• **WRITTEN TASK**
Please reproduce each of the rows below word for word, leaving nothing out and changing nothing.
======== RECORD EXTRACTS ========
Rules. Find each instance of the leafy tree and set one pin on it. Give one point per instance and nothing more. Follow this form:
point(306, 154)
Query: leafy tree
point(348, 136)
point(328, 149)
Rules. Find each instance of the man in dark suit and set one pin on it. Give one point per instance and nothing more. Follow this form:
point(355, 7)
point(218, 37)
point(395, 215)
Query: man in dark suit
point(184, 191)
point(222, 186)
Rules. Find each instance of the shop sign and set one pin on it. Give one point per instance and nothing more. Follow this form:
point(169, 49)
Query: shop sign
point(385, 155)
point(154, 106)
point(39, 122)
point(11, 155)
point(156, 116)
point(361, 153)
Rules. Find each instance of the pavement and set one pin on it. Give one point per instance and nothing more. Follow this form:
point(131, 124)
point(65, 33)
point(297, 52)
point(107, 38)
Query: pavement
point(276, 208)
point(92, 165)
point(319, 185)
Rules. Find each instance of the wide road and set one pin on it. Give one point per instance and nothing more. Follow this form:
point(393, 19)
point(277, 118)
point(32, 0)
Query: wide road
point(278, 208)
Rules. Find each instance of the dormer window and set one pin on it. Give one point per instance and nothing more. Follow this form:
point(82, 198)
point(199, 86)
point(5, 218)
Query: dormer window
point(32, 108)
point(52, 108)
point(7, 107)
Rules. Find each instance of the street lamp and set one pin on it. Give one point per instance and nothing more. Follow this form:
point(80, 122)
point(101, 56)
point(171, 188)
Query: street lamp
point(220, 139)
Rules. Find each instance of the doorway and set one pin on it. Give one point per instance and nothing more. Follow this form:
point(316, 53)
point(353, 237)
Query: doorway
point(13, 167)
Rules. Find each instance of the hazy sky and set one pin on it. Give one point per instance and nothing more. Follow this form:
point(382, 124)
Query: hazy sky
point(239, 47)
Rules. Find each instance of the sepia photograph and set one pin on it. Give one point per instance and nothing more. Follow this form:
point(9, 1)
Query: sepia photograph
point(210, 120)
========
• **RIGHT ANSWER**
Rules. Find each instance of the leafy tree and set one pin on it. Give one point per instance and nothing more. Follow this form:
point(306, 154)
Query: leafy tree
point(348, 136)
point(328, 149)
Rules. Find each instance of the man in dark suit and set one pin on it. Give one point per instance and nothing more. Follow this form:
point(355, 7)
point(218, 37)
point(395, 215)
Query: man in dark suit
point(184, 191)
point(222, 186)
Rules. Find each instance of the shop sign and set one pin on it. Give one point per instance and nothing more. Follow this form:
point(169, 49)
Query: shop sign
point(385, 155)
point(154, 106)
point(39, 122)
point(11, 155)
point(156, 116)
point(361, 153)
Rules. Find each instance of the pavement and set one pin on it. Give one point per instance and nothing more. Follow this form:
point(131, 124)
point(65, 33)
point(297, 52)
point(107, 38)
Query: pavement
point(276, 208)
point(92, 165)
point(319, 185)
Rules. Find each instance of the wide road and set one pin on it. Give one point per instance and nothing more. Follow this form:
point(393, 19)
point(277, 118)
point(32, 0)
Query: wide road
point(278, 208)
Rules. Find each instance of the dormer window and set one pin on it. Give one point per instance and nothing more. Follow this form:
point(82, 198)
point(199, 86)
point(5, 218)
Query: dormer window
point(32, 108)
point(52, 108)
point(7, 107)
Rules. Find each instance of the street lamp and set one pin on it. Give one point per instance and nothing more. Follow this form:
point(80, 122)
point(101, 56)
point(171, 188)
Query: street lamp
point(220, 139)
Rules. Find each instance of the doorway and set one pin on it. Give one point per instance and nothing more. Follow this form:
point(316, 53)
point(353, 237)
Query: doorway
point(13, 167)
Rules. Find each instance of the hazy sky and set one pin on it. Give one point per instance and nothing more. Follow this form:
point(382, 124)
Query: hazy sky
point(239, 47)
Rules. Find each instance of the sepia photograph and set one pin on it. Give one point per instance and nothing more. Follow this form:
point(9, 1)
Query: sepia photograph
point(210, 120)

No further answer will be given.